- Opening Delimiter -
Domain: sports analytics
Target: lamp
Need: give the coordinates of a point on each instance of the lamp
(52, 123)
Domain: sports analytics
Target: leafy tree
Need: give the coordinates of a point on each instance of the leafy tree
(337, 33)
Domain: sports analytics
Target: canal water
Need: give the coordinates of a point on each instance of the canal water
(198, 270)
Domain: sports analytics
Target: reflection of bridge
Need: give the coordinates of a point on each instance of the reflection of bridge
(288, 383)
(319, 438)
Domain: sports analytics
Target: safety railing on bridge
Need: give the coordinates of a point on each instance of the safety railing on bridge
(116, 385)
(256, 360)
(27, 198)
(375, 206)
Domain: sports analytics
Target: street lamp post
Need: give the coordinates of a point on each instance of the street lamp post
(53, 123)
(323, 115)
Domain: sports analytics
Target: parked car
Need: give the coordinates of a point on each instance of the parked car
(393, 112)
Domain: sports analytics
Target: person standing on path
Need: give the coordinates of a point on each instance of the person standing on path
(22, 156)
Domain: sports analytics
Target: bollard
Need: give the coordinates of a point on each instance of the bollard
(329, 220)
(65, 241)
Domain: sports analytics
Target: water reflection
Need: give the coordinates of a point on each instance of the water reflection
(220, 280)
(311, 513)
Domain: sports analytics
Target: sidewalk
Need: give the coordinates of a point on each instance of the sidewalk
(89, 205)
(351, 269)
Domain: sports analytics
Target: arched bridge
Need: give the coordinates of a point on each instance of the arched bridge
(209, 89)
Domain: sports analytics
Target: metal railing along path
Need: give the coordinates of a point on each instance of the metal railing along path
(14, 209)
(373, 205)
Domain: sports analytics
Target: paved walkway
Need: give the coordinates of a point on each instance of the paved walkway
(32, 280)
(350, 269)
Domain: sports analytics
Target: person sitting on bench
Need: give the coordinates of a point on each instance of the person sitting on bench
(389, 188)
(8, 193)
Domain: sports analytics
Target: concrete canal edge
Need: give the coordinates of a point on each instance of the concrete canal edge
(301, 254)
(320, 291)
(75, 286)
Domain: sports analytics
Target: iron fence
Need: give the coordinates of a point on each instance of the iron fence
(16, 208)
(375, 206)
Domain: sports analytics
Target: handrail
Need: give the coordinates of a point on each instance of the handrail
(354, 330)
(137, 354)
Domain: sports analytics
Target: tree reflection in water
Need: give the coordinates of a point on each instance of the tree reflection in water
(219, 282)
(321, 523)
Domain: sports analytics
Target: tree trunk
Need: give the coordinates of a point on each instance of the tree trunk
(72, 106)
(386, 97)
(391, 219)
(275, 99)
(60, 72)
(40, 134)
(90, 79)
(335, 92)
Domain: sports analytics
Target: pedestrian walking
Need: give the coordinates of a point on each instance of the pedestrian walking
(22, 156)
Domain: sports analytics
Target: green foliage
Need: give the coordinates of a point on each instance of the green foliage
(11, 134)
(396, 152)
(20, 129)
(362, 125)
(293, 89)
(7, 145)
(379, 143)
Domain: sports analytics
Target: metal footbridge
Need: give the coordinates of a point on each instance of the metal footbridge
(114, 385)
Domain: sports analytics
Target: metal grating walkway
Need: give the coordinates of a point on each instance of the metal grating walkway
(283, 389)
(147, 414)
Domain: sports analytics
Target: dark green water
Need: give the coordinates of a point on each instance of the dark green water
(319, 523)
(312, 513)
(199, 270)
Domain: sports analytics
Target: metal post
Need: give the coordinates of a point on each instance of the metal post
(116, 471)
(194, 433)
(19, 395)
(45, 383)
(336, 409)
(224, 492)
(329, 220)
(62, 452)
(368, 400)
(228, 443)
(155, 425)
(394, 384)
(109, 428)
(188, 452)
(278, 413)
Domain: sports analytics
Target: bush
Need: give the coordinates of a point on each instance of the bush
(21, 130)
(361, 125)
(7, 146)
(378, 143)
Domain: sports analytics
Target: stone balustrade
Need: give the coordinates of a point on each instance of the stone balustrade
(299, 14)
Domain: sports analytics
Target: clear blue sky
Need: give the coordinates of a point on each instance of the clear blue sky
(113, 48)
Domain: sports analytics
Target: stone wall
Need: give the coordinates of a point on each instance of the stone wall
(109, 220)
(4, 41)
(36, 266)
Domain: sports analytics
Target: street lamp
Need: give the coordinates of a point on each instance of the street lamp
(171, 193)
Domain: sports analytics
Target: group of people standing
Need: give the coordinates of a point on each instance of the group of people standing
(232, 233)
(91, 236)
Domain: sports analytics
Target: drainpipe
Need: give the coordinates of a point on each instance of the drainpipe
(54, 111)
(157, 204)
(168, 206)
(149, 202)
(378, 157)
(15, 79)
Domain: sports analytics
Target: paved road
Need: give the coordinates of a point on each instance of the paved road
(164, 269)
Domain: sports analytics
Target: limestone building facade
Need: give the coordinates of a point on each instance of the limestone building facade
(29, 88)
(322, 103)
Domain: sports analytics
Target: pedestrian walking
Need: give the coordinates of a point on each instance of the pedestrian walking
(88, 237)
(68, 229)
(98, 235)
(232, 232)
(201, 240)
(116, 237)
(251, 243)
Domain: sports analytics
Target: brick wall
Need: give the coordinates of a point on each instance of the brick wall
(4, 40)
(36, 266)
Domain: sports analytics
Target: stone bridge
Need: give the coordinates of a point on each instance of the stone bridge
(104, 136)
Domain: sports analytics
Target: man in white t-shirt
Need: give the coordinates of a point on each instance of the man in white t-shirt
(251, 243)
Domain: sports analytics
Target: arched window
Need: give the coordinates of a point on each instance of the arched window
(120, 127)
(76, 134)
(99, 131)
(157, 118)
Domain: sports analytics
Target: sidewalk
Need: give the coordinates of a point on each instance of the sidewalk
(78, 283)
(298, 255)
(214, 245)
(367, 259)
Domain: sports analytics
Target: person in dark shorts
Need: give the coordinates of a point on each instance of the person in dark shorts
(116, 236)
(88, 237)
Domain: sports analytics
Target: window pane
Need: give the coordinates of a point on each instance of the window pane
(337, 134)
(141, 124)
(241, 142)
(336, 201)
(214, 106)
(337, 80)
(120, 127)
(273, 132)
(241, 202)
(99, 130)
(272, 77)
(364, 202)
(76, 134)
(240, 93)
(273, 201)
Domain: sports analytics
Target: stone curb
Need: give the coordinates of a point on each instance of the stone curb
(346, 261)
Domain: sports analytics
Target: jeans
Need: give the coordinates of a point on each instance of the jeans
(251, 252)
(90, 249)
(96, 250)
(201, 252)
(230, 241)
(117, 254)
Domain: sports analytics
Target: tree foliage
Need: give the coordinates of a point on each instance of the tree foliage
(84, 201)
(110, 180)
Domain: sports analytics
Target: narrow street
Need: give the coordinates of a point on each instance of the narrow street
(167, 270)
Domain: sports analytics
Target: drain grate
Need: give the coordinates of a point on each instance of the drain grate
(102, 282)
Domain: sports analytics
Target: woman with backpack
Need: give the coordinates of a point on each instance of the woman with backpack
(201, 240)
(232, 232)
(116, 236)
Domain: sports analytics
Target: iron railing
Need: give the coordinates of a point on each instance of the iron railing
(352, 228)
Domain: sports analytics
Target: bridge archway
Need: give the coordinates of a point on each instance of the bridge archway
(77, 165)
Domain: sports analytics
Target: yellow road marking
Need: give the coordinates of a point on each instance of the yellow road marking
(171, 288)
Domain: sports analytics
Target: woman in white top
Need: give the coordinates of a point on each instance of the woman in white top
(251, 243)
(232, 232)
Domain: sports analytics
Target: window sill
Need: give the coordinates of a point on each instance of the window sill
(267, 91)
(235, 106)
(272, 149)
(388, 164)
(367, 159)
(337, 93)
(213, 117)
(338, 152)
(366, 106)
- Closing Delimiter -
__THE PROBLEM__
Your task is to retype the records above exactly.

__SOLVED EXERCISE__
Domain: sports analytics
Target: lamp
Need: give the coordinates of a point on each instance of the lamp
(52, 123)
Domain: sports analytics
Target: leafy tree
Need: give the coordinates of a point on each instance of the leafy tree
(337, 33)
Domain: sports analytics
Target: canal water
Need: give the coordinates of a point on each instance of the canal water
(198, 270)
Domain: sports analytics
Target: reflection of bridge
Need: give the coordinates of a point on each instance of the reflection of bridge
(288, 383)
(319, 438)
Domain: sports analytics
Target: safety railing on bridge
Need: give the coordinates of a point on each instance of the safety railing on bridge
(116, 385)
(256, 360)
(27, 198)
(375, 206)
Domain: sports analytics
Target: street lamp post
Need: give the coordinates of a point on each instance of the street lamp post
(53, 123)
(323, 115)
Domain: sports analytics
Target: parked car
Need: give the coordinates of a point on each instance of the parked car
(393, 112)
Domain: sports analytics
Target: person standing on path
Need: give the coordinates of a point on each instance of the person standing on path
(22, 156)
Domain: sports analytics
Target: bollard
Need: give the coordinates of a point on each instance of the bollard
(329, 220)
(65, 241)
Domain: sports analytics
Target: water reflection
Need: give the coordinates of a point on each instance of the water reflection
(220, 280)
(311, 513)
Domain: sports analytics
Target: sidewalk
Need: give the coordinates of a point on each instance of the sidewalk
(89, 205)
(351, 269)
Domain: sports analytics
Target: arched bridge
Need: give the coordinates of a point on each instance of the arched bridge
(209, 89)
Domain: sports analytics
Target: metal railing along path
Need: give the coordinates of a point on each instance of the metal railing along path
(14, 209)
(373, 205)
Domain: sports analytics
Target: paved walkway
Need: give the coordinates of a point on each instance of the paved walkway
(32, 280)
(350, 269)
Domain: sports analytics
Target: person sitting on bench
Need: give the coordinates of a point on each instance of the person sitting on bench
(389, 188)
(8, 193)
Domain: sports analytics
Target: concrete canal edge
Need: give the coordinates of a point on each instance of the concrete canal edge
(301, 254)
(320, 291)
(75, 286)
Domain: sports analytics
Target: iron fence
Need: give the coordinates of a point on each instance of the iron fence
(16, 208)
(375, 206)
Domain: sports analytics
Target: handrail
Need: give the coordinates of a point on each instance of the handrail
(354, 330)
(137, 354)
Domain: sports analytics
Target: tree reflection in water
Need: give the coordinates of a point on each instance of the tree reflection in water
(219, 282)
(321, 523)
Domain: sports analytics
Target: tree trunk
Need: give the coordinates of a point on each instance of the tree trunk
(72, 106)
(386, 97)
(391, 219)
(275, 99)
(60, 72)
(40, 134)
(90, 79)
(335, 92)
Domain: sports analytics
Target: pedestrian walking
Need: give the coordinates of a point on each instance of the pedestrian walking
(22, 156)
Domain: sports analytics
Target: green foliage
Need: give the coordinates of a point on each instance of the green foliage
(11, 134)
(396, 152)
(20, 129)
(362, 125)
(293, 89)
(7, 145)
(379, 143)
Domain: sports analytics
Target: metal footbridge
Need: give the coordinates of a point on each instance of the metal footbridge
(114, 385)
Domain: sports analytics
Target: metal grating walkway
Need: give the coordinates of a point on each instance of the metal grating walkway
(283, 389)
(147, 414)
Domain: sports analytics
Target: dark green water
Need: give the coordinates of a point on each instance of the dark green water
(319, 523)
(312, 513)
(199, 270)
Domain: sports analytics
Target: metal post
Need: give the coordinates of a point on each instance of the metal post
(116, 471)
(194, 433)
(19, 395)
(45, 383)
(336, 409)
(224, 492)
(329, 220)
(62, 452)
(368, 400)
(228, 443)
(155, 425)
(394, 384)
(109, 428)
(188, 452)
(278, 413)
Domain: sports analytics
Target: bush
Need: give the coordinates of a point on each instance of the bush
(21, 130)
(361, 125)
(7, 146)
(378, 143)
Domain: sports analytics
Target: stone balustrade
Need: give the coordinates of a point on each instance of the stone balustrade
(299, 14)
Domain: sports analytics
Target: clear blue sky
Need: give the coordinates of a point on each instance of the clear blue sky
(113, 48)
Domain: sports analytics
Target: stone wall
Need: give the coordinates of a point on each instance of the stone wall
(109, 220)
(4, 41)
(36, 266)
Domain: sports analytics
Target: street lamp
Need: give the coordinates of a point on each instance of the street lamp
(171, 193)
Domain: sports analytics
Target: group of people standing
Need: give the coordinates of a point on each instance of the group of people standing
(232, 233)
(91, 236)
Domain: sports analytics
Target: drainpipe
Need: give the coordinates of a point on each instance of the drainpipe
(54, 111)
(157, 204)
(168, 206)
(149, 202)
(378, 157)
(15, 79)
Domain: sports analytics
Target: paved road
Need: give the coordinates of a point on each instance of the paved road
(164, 269)
Domain: sports analytics
Target: limestone building facade
Need: give the coordinates of a point on each instance of the limestone building facade
(29, 88)
(322, 103)
Domain: sports analytics
Target: pedestrian walking
Need: give the coordinates of a point on each instance of the pedestrian walking
(88, 237)
(68, 229)
(98, 235)
(232, 232)
(201, 240)
(116, 237)
(251, 243)
Domain: sports analytics
Target: brick wall
Need: give the coordinates of a point on each instance of the brick wall
(4, 40)
(36, 266)
Domain: sports analytics
Target: stone bridge
Need: give the coordinates of a point on each instance of the stone bridge
(104, 136)
Domain: sports analytics
Target: man in white t-shirt
Need: give the coordinates of a point on each instance of the man in white t-shirt
(251, 243)
Domain: sports analytics
Target: arched window
Need: give the coordinates of a point on each instance of the arched window
(120, 127)
(76, 134)
(99, 131)
(157, 118)
Domain: sports analytics
Target: sidewalk
Need: give the coordinates of a point on each instance of the sidewalk
(78, 283)
(298, 255)
(214, 245)
(367, 259)
Domain: sports analytics
Target: person in dark shorts
Need: give the coordinates of a point on each instance of the person in dark shorts
(116, 236)
(88, 237)
Domain: sports analytics
Target: window pane
Need: give the coordinates of a point on each instance of the window pane
(337, 134)
(141, 124)
(241, 142)
(336, 201)
(214, 106)
(337, 80)
(120, 127)
(273, 132)
(241, 202)
(99, 130)
(272, 77)
(364, 202)
(76, 134)
(240, 93)
(273, 201)
Domain: sports analytics
Target: stone curb
Need: give the coordinates of a point on each instance of the stone curb
(346, 261)
Domain: sports analytics
Target: jeans
Need: give the coordinates of a point on each instance of the jeans
(251, 252)
(90, 249)
(96, 250)
(201, 252)
(230, 241)
(117, 254)
Domain: sports analytics
Target: tree foliage
Need: give the coordinates of a point on each instance of the tree foliage
(84, 201)
(110, 180)
Domain: sports analytics
Target: narrow street
Need: give the coordinates of a point on each instance of the narrow street
(167, 270)
Domain: sports analytics
Target: drain grate
Need: give the coordinates of a point on each instance of the drain grate
(102, 282)
Domain: sports analytics
Target: woman with backpack
Need: give the coordinates of a point on each instance of the woman with backpack
(201, 240)
(232, 232)
(116, 236)
Domain: sports analytics
Target: iron railing
Need: give the coordinates of a point on each instance of the iron railing
(352, 228)
Domain: sports analytics
Target: bridge archway
Need: give the coordinates of a point on each instance of the bridge archway
(77, 165)
Domain: sports analytics
Target: yellow road marking
Need: give the coordinates of a point on each instance of the yellow road marking
(171, 288)
Domain: sports analytics
Target: woman in white top
Need: give the coordinates of a point on each instance of the woman in white top
(251, 243)
(232, 232)
Domain: sports analytics
Target: window sill
Need: give the coordinates of a point on each instance of the window sill
(267, 91)
(235, 106)
(272, 149)
(388, 164)
(367, 159)
(337, 93)
(213, 117)
(338, 152)
(366, 106)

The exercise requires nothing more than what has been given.